Challenge. Give every line of the entries below as a numbered list, skipping any blank lines. Leave the pictures out of your answer.

Supplied entries.
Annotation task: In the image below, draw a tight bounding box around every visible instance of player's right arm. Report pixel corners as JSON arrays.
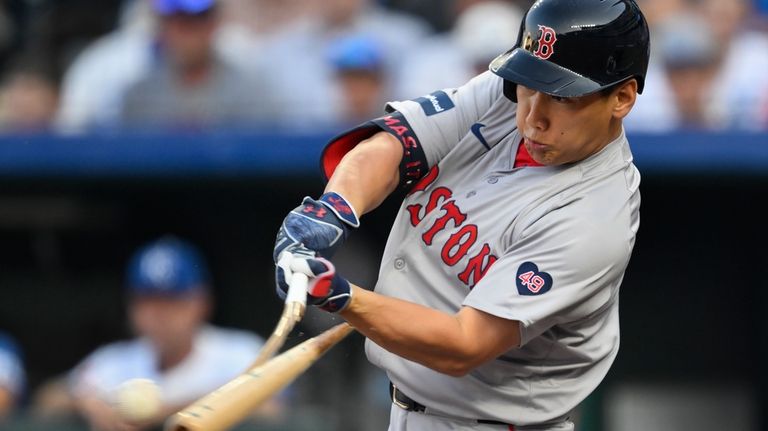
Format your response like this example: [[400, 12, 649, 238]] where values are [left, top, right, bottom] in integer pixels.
[[325, 132, 403, 215]]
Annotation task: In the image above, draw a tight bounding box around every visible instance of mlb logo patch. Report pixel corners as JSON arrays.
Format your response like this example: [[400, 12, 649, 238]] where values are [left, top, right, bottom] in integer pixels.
[[515, 262, 552, 296], [414, 91, 454, 117]]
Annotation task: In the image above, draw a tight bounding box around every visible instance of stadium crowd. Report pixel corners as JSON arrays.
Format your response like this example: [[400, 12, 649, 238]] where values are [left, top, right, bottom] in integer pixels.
[[0, 0, 768, 133], [0, 0, 768, 429]]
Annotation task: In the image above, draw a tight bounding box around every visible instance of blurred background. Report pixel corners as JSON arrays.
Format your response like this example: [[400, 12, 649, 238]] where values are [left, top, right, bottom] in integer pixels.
[[0, 0, 768, 431]]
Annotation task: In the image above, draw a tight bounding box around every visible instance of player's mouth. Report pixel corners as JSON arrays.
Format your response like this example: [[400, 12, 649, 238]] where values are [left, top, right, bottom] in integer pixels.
[[523, 138, 547, 152]]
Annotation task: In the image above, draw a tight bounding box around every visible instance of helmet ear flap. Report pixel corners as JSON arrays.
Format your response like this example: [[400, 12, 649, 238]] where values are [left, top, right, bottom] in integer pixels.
[[504, 79, 517, 103]]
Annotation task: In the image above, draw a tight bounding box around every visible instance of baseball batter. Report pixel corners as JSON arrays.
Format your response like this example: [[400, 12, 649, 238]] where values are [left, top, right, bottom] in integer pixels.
[[275, 0, 649, 431]]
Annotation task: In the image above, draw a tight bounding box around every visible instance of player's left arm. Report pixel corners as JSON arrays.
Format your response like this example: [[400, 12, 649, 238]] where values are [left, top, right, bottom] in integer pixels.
[[340, 285, 520, 377]]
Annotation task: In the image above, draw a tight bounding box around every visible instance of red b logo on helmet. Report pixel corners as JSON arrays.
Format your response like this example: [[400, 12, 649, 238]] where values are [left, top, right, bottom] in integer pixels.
[[533, 25, 557, 60]]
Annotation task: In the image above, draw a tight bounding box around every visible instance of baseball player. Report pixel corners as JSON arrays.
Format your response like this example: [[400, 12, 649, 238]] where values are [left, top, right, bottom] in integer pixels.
[[274, 0, 649, 431], [69, 236, 270, 430]]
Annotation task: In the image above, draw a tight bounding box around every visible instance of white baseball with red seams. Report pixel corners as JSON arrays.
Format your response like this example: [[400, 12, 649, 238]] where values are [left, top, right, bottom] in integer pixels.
[[114, 379, 163, 423]]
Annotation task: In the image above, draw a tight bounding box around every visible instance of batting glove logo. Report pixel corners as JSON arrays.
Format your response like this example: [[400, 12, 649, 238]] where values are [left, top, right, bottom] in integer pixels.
[[515, 262, 552, 296]]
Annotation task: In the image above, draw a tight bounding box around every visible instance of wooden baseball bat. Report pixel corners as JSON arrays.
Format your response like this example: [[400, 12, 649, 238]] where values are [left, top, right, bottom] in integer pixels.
[[164, 323, 352, 431]]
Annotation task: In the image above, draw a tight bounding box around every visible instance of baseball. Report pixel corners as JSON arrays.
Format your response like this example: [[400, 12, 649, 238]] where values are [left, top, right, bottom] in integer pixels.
[[114, 379, 162, 422]]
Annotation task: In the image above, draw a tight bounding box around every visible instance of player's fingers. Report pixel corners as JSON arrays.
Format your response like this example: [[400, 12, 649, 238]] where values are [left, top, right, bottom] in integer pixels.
[[275, 253, 293, 300]]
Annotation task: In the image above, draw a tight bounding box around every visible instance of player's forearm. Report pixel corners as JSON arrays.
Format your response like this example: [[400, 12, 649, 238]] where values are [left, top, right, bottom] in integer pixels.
[[325, 132, 403, 215], [341, 286, 500, 376]]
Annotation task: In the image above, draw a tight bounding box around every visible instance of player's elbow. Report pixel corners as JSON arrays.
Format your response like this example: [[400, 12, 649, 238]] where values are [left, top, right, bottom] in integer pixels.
[[432, 358, 480, 377]]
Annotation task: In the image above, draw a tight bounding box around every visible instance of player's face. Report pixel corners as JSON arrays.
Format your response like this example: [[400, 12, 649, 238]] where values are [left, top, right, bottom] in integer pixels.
[[517, 79, 637, 166]]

The completed task.
1. Annotation task: In the image below, draw a tight bounding box around every visible instance of player's right arm. Report pixel corners as JSON arrays.
2. Format your response like this example: [[400, 12, 649, 238]] where values are [left, top, right, bottom] in integer pixels.
3. [[325, 132, 403, 215]]
4. Annotation task: In the image above, draw a tight bounding box around every visible instance of mlb logo patch. Report pixel corners as JSON arrays.
5. Format your response like this example: [[400, 12, 649, 238]] where values are [left, top, right, bottom] in integer pixels.
6. [[515, 262, 552, 296], [414, 91, 454, 117]]
7. Annotation task: In the image above, draw a tight bounding box around every visible instance of stadium crowd. Report pixel corners as JSON arrays.
8. Format your response like this example: [[400, 12, 649, 238]] where values are [left, top, right, bottom] in integer pixels.
9. [[0, 0, 768, 133], [0, 0, 768, 429]]
10. Annotation task: In the image above, draw a tight bounding box around every visible instance of blurred background. Report pixel corners as JSON arrays.
11. Format your response like this example: [[400, 12, 649, 238]] where values are [left, top, right, bottom] in integer pixels.
12. [[0, 0, 768, 431]]
13. Annotation task: In the image above, draw a tight bounding box around every visible instance of player's mouth. Report pixel corners as JSON arrays.
14. Format your response like this example: [[400, 12, 649, 238]] where values are [left, top, right, bottom] in integer pixels.
15. [[523, 138, 547, 152]]
16. Annotation task: In the image above, draw a tight bounding box around every visible instance of helmet ear flap. Report pixel corners as JSON arrays.
17. Format your response like this example: [[400, 12, 649, 238]] where values are [left, top, right, bottom] in integer pixels.
18. [[504, 79, 517, 103]]
19. Annotation task: In the image above, draw a tight bounding box around every visible instance of baseball batter. Report pixel corners as JSON arrays.
20. Format your response like this example: [[400, 12, 649, 238]] where values are [left, top, right, bottom] in integer pixels.
21. [[275, 0, 649, 431]]
22. Annotation task: In the image above, draw a tight bounding box around every visible instance of player's left arm. Report pixel corners as JSON arrays.
23. Format your response like this example: [[400, 12, 649, 238]] where values are [left, top, right, bottom] in integer pixels.
24. [[340, 285, 520, 377]]
25. Annotation task: In the image above, draw a tight bounding box around every visible instance of red b logo on helmet. Report pixel corners as JSON arrays.
26. Format your response like this example: [[400, 12, 649, 238]] where values are [left, top, right, bottom] in integer pixels.
27. [[533, 25, 557, 60]]
28. Annotation task: In the image above, draw a tight bounding box around every visible instance of baseball player. Report pixel corners as JSON arrays.
29. Format your response like this example: [[400, 12, 649, 238]] where values are [left, top, right, bottom] in integer pixels.
30. [[274, 0, 649, 431], [69, 236, 270, 430]]
31. Annotation task: In the image above, draw a tight bounding box around every visible instance of white baseball with red seams. Report pixel corners as JSON arrays.
32. Format your response like this example: [[400, 12, 649, 238]] where values are [left, top, right, bottom] in integer pixels.
33. [[114, 379, 163, 423]]
34. Annotation task: In the image above, draw a tight bounding box around every visible instance of batting glove logo. Report pixel corners as JSON arrays.
35. Format your response like this example: [[400, 12, 649, 238]] where values are [left, top, right, bottom] in integer pixels.
36. [[515, 262, 552, 296]]
37. Annotation task: In the image above, draw a tight bounding box around every visible instance of wooden baseball bat. Report pixel corners as JSON arrays.
38. Format your response like this example: [[400, 12, 649, 238]] where values are [left, top, right, bottom] in integer pixels.
39. [[164, 323, 352, 431]]
40. Annotation task: In the image above, draw a tight bounding box around every visible instance of baseball. Report pixel corners as JSON arrays.
41. Format your response like this example: [[400, 12, 649, 238]] where values are [left, top, right, bottom] in integer pixels.
42. [[114, 379, 162, 422]]
43. Annotation task: In the image above, draw a tight bounding box around every visible instance of player's fingers. Report pixel corners as JSON arrays.
44. Format your response like this example: [[400, 12, 649, 238]] where values are [left, top, right, bottom] in integer pixels.
45. [[275, 253, 293, 300]]
46. Annotation task: In the image above, draw a tight bounding box around every visible instance of player's forearm. Report pixel corners as JSON arrays.
47. Format your response like this example: [[400, 12, 649, 238]] where values are [left, top, right, bottom] in integer pixels.
48. [[325, 132, 403, 215], [341, 286, 500, 376]]
49. Annotation task: In the image above, draw a tight bounding box around every visible instance of player's elbow. Report pixel corners as JSON arrays.
50. Format your response like this example: [[400, 12, 649, 238]] where values are [left, top, right, bottom] in integer pixels.
51. [[432, 358, 480, 377]]
52. Annotation task: In the image above, draw a tight bounding box around every visible instance of player's face. Report pixel corners as JSON arrays.
53. Format your response like this example: [[400, 12, 649, 238]] where values are [left, top, right, bottom] in integer pixels.
54. [[517, 79, 637, 166]]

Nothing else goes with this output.